-------- Texto do exercício

Essa moderna heroína do nosso século costumava dizer:

"Como não viver o drama de outras mães que não têm coragem ou às vezes não têm dinheiro para correr o mundo gritando como eu fazia para procurar o filho desaparecido."

Dedicatória

À Glória Peres, pela Dani

Às mães de Acari

Às mães da Cinelândia

Às mães da Candelária

Às mães da Praça de Maio

Às mães cubanas, que perderam seus filhos na ditadura de Fulgêncio Baptista

À todas aquelas que perderam seus filhos, de algum modo, abruptamente

Ao dedicar o seu enredo do carnaval de 1998, à Glória Peres - por Dani - às mães de Acari, às mães da Cinelândia, às mães da Candelária, às mães da Praça de Maio, às mães cubanas que perderam seus filhos decapitados na ditadura de Fulgêncio Baptista e a todas que perderam seus filhos
abruptamente, o G.R.E.S. Em Cima da Hora o faz consciente de sua finalidade social e desejando poder contribuir para a diminuição de tanta violência, de ontem e de hoje, buscando amenizar a dor daquelas mulheres abnegadas que perderam seus entes mais queridos.

Introdução

A originalidade das roupas elaboradas por Zuzu Angel nos leva ao Rio do tempo das costureiras, pouco antes da explosão do prêt-à-porter carioca, na década de 70. Mulheres sofisticadas e especialistas em criar o estilo sob medida em ateliês personalizados quase familiares. Zuzu definia-se como costureira e de todas foi a que melhor teceu com renda e temas nordestinos, estampas de anjos coloridos ou de tanques de guerra, um dos capítulos mais internacionais da moda brasileira.

Mineira de Curvelo, Zuzu foi uma das primeiras a apostar em roupas em série e a exportar o estilo nacional.

Para isso, usou em seus 75 modelos expostos em 1970 na Bergdorf Goodman em Nova York, as imagens de Lampião e Maria Bonita, comparadas pela jornalista Bernardine Morris, em reportagem do "New York Times" a Bonnie e Clyde. Antes disso, entretanto, o look Zuzu já tinha conquistado Joan Crawford, quando esta visitou o Rio em 1969, Kim Novak e Jean Schrimpton.

A alegria das estampas de Zuzu se transformou em 1971. Os anjos viraram soldados que, acompanhados por tanques, desfilaram no que a estilista chamou de "a primeira coleção de moda política da história".

----------------
-------- Material extraído

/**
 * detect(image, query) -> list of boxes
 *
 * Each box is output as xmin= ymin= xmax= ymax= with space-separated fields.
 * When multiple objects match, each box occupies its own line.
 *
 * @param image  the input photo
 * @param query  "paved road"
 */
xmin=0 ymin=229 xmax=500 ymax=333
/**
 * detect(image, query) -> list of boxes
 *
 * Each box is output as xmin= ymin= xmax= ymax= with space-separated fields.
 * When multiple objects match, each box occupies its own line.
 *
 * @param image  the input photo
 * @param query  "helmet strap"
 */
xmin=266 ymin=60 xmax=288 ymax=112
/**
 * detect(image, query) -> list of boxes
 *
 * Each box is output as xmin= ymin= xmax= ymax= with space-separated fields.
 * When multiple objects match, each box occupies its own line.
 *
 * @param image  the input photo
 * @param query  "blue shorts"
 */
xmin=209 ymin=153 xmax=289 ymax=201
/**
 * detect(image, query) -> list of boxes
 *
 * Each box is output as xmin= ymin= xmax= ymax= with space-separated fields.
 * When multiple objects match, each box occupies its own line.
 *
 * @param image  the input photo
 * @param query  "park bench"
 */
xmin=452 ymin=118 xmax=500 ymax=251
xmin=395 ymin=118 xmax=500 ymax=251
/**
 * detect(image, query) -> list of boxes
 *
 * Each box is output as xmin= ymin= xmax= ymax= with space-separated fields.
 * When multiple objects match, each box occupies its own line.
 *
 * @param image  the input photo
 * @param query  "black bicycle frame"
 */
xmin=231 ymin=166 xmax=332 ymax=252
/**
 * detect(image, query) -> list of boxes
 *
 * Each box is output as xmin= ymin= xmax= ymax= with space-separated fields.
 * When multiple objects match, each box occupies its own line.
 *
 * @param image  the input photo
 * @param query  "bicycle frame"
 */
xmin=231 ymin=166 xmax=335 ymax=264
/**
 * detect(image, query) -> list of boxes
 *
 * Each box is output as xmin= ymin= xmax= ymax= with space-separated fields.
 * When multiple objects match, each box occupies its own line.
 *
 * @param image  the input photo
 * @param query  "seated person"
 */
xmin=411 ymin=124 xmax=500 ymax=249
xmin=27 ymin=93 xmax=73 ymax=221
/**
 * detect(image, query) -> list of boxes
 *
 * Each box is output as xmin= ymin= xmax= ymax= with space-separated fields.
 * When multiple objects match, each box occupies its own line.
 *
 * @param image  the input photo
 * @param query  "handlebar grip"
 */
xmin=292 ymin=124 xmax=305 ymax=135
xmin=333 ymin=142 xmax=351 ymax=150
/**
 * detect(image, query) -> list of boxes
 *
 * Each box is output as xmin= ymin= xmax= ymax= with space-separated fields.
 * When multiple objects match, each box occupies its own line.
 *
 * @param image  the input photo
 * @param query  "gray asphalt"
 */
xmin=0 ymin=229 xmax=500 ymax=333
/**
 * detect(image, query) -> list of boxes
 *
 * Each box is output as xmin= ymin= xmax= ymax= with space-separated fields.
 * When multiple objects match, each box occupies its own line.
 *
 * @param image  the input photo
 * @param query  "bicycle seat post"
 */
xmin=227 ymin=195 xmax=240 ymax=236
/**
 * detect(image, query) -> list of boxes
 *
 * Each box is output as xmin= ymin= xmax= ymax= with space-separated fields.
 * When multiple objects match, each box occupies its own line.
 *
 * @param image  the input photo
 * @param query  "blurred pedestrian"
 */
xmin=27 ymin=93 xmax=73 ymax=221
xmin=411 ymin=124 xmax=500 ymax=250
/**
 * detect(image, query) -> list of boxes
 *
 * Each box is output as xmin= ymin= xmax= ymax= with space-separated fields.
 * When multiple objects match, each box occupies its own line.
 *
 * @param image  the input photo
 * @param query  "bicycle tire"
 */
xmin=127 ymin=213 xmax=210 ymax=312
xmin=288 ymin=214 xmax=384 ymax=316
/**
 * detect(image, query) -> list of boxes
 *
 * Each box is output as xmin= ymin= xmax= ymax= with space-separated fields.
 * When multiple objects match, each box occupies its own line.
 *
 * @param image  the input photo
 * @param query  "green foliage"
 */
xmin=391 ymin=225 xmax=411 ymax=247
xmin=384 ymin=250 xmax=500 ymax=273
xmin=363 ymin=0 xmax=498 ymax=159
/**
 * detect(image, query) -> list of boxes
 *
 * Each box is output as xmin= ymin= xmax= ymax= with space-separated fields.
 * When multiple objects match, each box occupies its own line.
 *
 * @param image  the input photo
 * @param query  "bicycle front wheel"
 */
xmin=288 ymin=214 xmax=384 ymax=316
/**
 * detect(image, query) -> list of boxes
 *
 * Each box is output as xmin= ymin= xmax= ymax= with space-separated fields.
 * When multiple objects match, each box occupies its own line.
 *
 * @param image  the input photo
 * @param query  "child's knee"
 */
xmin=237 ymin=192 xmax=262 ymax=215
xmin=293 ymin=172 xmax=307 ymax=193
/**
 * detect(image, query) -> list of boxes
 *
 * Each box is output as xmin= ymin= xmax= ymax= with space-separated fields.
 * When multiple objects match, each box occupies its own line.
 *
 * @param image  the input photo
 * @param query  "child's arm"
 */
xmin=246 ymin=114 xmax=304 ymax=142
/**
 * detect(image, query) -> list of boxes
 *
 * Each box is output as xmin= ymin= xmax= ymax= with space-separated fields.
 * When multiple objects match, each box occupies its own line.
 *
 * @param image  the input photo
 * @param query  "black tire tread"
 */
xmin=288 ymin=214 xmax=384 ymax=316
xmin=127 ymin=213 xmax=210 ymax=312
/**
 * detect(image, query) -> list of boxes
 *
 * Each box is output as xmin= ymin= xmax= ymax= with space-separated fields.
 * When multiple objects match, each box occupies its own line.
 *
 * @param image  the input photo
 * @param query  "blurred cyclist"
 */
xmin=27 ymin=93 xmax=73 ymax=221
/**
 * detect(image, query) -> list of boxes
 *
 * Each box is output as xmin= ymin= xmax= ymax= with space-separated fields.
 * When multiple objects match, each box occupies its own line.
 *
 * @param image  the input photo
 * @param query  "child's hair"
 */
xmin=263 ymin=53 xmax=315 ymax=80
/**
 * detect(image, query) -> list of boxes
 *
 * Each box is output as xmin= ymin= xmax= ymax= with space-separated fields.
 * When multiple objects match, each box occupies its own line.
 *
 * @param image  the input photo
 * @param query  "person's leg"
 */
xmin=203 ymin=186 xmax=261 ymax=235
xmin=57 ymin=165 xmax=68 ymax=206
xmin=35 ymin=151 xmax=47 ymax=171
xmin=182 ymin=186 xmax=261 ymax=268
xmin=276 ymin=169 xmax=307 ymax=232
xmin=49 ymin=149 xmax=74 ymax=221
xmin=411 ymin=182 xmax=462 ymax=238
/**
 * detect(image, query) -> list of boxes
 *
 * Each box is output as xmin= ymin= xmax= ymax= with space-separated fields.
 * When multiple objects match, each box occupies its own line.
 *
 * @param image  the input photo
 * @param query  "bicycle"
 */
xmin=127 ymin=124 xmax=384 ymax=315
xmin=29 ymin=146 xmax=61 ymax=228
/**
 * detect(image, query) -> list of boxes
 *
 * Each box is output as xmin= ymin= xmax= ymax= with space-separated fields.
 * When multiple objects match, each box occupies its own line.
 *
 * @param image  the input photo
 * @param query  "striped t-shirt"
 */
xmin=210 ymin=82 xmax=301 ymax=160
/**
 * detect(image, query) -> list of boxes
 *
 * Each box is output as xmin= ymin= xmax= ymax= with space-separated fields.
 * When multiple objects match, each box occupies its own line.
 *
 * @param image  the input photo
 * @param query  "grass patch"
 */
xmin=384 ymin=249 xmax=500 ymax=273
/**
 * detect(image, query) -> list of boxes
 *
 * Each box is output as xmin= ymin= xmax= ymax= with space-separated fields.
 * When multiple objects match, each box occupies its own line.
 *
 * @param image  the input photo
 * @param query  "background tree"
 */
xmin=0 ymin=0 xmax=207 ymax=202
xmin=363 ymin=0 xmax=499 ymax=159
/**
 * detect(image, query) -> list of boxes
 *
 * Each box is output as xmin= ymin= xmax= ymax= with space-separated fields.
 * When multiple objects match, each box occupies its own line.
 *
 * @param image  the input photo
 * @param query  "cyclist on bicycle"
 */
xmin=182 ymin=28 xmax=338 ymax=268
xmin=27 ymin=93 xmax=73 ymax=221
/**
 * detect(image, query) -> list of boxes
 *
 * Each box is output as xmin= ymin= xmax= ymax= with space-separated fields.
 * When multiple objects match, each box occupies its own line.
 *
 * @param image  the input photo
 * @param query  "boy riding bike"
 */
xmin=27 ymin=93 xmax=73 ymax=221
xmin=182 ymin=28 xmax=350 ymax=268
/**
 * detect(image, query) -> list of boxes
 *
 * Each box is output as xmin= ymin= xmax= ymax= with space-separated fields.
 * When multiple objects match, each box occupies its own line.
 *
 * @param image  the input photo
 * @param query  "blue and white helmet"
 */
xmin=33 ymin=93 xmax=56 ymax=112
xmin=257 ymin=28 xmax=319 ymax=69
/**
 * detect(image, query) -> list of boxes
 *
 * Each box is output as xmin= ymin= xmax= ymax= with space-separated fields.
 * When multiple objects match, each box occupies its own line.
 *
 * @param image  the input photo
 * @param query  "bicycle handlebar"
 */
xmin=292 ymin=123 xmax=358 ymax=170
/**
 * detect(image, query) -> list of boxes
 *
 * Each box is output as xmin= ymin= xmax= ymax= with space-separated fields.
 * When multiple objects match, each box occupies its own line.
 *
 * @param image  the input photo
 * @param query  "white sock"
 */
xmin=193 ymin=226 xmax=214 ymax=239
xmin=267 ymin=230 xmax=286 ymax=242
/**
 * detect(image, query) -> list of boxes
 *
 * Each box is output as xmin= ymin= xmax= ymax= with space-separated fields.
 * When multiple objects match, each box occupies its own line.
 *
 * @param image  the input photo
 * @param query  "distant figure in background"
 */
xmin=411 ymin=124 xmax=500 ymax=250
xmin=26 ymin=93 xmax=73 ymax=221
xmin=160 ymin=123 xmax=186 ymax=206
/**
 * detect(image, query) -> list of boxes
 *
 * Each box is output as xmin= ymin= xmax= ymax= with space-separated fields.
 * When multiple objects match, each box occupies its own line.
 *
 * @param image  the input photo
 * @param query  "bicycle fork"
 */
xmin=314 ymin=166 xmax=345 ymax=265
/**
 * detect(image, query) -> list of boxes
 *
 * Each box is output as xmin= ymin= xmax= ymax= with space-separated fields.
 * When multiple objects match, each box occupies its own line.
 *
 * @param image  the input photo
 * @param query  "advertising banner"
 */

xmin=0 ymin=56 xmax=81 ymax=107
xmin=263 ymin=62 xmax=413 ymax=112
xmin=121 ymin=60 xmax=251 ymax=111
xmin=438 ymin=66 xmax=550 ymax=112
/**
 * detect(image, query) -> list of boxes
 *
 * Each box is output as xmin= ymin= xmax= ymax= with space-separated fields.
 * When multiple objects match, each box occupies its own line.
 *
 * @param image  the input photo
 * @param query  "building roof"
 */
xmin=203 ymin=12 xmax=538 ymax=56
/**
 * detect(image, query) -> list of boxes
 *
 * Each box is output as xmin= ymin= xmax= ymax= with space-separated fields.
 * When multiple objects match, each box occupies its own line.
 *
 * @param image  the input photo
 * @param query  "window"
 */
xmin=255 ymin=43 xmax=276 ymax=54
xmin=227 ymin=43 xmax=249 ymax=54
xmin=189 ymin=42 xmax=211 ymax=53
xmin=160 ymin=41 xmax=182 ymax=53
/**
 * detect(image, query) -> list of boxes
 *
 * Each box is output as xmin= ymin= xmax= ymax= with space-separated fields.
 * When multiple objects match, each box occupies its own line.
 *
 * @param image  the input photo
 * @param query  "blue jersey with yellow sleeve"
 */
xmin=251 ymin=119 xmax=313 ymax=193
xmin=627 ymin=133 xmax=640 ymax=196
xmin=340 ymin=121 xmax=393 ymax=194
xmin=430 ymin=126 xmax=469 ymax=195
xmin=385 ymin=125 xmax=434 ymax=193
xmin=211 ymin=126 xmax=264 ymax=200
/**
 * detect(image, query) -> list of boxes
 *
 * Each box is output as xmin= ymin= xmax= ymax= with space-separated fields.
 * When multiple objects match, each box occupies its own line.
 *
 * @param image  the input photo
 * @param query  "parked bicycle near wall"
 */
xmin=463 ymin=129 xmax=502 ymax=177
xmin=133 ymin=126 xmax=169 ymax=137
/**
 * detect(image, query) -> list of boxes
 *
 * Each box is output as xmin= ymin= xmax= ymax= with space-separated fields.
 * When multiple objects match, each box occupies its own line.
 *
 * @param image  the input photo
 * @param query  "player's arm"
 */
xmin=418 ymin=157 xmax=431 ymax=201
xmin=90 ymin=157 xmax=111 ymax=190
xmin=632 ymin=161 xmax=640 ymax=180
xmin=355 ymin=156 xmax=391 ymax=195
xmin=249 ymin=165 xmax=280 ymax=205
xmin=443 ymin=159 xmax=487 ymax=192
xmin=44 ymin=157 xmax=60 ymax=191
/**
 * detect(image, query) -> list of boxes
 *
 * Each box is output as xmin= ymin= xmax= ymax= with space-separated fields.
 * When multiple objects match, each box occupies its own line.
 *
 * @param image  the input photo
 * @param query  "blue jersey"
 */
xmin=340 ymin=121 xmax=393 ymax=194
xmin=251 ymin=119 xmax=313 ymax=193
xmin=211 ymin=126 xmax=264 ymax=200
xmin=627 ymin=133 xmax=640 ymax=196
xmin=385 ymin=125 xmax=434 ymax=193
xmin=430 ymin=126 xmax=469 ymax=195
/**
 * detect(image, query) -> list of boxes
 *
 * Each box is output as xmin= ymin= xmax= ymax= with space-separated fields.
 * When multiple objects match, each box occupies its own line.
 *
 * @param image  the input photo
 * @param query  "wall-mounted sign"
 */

----------------

● **Tarefas a cumprir**
A. Responda com base no texto sobre Zuzu Angel:
(i) De que cidade era Zuzu Angel?
(ii) Quantos modelos ela expôs em 1970 na Bergdorf Goodman, em Nova York?
(iii) De que ano é o carnaval cujo enredo o G.R.E.S. Em Cima da Hora dedicou a Glória Peres e às mães citadas?
B. Dê continuidade ao texto sobre Zuzu Angel, começando logo depois da última frase.

● **Conjunto de respostas**
A.
(i) Curvelo.
(ii) 75 modelos.
(iii) 1998.

B.
A apresentação realizada em setembro de 1971, na residência do Cônsul do Brasil em Nova York, tornou público o assassinato do seu filho durante o regime militar. Passou a definir-se como "costureira intelectual" especialista em contar em tecidos e cores, um triste período de nossa história.

O Enredo

Quem é você, Zuzu Angel? …

Um anjo feito mulher ?

Carnaval 1998

Cada sociedade deve ser livre para resolver seus problemas, mas nenhuma delas tem o direito de matar parte de seu próprio povo. O genocídio não pode ser tolerado. A humanidade deve intervir para salvar o humano que exista em qualquer parte. O humano é soberano sobre o Estado. É imperativo que a ética predomine sobre a política e a política predomine sobre a economia.

O Brasil apesar de suas dimensões e muitas riquezas possui 32 milhões de miseráveis, esta sem dúvida é a ponta do iceberg que gera a miséria e consequentemente a violência que tanto nos assusta.

A maior violência é a fome. A fome é uma exclusão. Da terra, da renda, do emprego, do salário, da educação, da economia, da vida e da cidadania. Quando uma pessoa chega a não ter o que comer, é porque tudo o mais já lhe foi negado. É uma espécie de cerceamento moderno ou de exílio. A morte em vida. É exílio da terra. A alma da fome é política.

A história do Brasil pode ser contada de vários modos e sob vários ângulos, mas para a maioria ela é a história da indústria da fome e da miséria. Um modo perverso de dividir o mundo em dois produzindo um gigantesco apartheid. Nesse campo, fizemos verdadeiros milagres de desenvolvimento. Um dos maiores PIB's do mundo abraçado com a pobreza e a miséria mais espantosa. Aqui não houve lugar para o acaso. Tudo foi produzido como obra acabada. Fria.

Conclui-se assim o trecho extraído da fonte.